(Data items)
----

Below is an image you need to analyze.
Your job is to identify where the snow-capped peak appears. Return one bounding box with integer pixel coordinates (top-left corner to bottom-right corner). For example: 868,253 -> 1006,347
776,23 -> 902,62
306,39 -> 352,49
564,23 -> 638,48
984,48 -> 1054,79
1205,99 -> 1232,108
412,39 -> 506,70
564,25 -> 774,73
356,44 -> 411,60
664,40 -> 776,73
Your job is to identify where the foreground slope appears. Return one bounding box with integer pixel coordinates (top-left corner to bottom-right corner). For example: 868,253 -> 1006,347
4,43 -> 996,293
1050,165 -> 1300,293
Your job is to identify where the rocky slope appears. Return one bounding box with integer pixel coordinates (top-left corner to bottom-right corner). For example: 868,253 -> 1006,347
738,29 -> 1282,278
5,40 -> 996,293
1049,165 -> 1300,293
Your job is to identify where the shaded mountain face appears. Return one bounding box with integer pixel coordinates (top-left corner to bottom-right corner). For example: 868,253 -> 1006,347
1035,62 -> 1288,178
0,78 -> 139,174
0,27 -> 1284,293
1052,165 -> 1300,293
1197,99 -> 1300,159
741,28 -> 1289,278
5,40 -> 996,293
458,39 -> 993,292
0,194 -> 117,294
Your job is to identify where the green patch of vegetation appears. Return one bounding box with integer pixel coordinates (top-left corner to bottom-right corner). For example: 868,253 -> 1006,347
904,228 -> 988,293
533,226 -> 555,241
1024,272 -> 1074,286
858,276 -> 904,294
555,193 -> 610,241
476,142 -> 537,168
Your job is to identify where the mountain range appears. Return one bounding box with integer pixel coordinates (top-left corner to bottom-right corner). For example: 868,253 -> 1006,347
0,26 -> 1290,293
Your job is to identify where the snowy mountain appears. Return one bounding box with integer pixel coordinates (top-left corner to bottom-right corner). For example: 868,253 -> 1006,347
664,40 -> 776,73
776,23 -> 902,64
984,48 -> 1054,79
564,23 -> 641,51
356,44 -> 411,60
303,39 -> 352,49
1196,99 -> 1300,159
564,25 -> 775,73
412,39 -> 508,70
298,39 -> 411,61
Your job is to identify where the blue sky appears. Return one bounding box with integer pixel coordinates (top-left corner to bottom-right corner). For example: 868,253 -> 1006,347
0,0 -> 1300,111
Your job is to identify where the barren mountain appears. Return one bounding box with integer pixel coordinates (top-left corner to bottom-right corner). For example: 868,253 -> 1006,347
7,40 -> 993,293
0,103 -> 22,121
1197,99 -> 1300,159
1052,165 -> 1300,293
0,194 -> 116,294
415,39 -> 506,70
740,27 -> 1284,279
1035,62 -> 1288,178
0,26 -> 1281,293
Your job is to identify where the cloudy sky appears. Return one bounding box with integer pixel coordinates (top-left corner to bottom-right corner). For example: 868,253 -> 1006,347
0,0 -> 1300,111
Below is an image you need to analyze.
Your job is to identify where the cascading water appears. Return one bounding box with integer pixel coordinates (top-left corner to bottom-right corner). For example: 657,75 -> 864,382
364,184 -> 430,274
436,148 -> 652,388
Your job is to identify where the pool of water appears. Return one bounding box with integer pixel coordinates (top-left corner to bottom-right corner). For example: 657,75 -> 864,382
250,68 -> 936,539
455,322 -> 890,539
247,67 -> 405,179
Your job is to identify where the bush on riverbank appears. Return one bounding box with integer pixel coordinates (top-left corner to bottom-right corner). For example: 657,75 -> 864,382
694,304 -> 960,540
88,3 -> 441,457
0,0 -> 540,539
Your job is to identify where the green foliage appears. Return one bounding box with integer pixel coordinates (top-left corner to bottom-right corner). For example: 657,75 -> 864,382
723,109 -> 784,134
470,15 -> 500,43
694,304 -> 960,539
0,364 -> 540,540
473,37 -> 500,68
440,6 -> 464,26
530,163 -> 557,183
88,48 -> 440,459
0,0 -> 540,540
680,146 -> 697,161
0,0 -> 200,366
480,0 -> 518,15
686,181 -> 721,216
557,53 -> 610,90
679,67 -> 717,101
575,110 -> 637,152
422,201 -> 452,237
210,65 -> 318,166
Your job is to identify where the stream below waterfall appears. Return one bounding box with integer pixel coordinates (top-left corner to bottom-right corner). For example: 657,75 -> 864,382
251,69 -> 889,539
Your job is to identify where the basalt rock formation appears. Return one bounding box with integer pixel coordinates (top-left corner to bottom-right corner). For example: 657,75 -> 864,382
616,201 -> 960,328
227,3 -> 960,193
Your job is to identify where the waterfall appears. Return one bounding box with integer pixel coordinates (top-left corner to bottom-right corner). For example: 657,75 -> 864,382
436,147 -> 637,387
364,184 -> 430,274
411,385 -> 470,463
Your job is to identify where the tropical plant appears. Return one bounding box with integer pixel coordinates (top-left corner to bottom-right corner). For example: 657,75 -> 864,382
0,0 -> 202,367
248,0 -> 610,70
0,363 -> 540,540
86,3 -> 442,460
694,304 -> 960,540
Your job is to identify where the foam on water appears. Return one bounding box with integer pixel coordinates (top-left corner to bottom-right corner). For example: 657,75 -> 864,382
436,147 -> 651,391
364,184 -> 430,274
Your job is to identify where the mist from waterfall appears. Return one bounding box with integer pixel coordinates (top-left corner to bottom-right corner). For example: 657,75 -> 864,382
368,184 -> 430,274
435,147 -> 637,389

----

> [SHORT EXERCISE] Rescale the records starting with the line containing "Your job is to identify where the pool" and going on through the line containing "411,385 -> 470,463": reproduce every one of those lines, requests included, multiplying each bounding-box coordinate in the answers by 1.9 and rounding to the nearest whole number, with halves rounded up. Leave the request lines, including their sample coordinates, unchanged.

> [FINISHED EXERCISE]
Your job is to identify where the pool of water appears. Return one bounding box with integer pixel coordinates (top-left corner to bottom-right corner). For example: 657,75 -> 864,382
475,129 -> 1778,1024
865,612 -> 1691,1024
469,127 -> 770,340
Your job is to identify where the bush on riverbank appears. Return one bounding box with integer pixel coordinates (top-left corner to bottom-right corner). For example: 657,75 -> 864,382
1319,578 -> 1824,1026
167,6 -> 838,868
0,0 -> 1026,1024
Your job is to identify where the green foliage appears. Return one bounding box with integer pixel coordinates (top-left corner to bottom-right corner). For example: 657,75 -> 864,382
1374,207 -> 1490,255
893,29 -> 950,82
1319,578 -> 1824,1024
0,692 -> 1026,1026
899,70 -> 950,129
836,11 -> 882,49
1007,310 -> 1058,348
167,91 -> 836,872
0,0 -> 1026,1026
1292,277 -> 1324,306
0,0 -> 380,695
912,0 -> 984,29
1303,344 -> 1370,410
1058,101 -> 1159,171
1290,127 -> 1362,192
1093,209 -> 1210,289
802,382 -> 859,450
399,124 -> 604,315
Your job is to identify where the stream below waterfall appears. Return one bounding box with integer pixel coordinates (top-left corner to bottom-right corner). For example: 657,75 -> 864,382
477,131 -> 1689,1024
Your job is to identify where the basalt rock formation appears. Return one bounding box with integer pixel coordinates (top-left corner to bottom-right corner). For example: 657,75 -> 864,382
1170,382 -> 1824,623
431,6 -> 1824,367
Your job is to identify where the waterfall appears. Return one bounding box with integer pixel coordinates (top-left corner to bottom-right corner). For example: 657,75 -> 864,382
828,279 -> 1210,735
692,350 -> 817,521
781,732 -> 893,880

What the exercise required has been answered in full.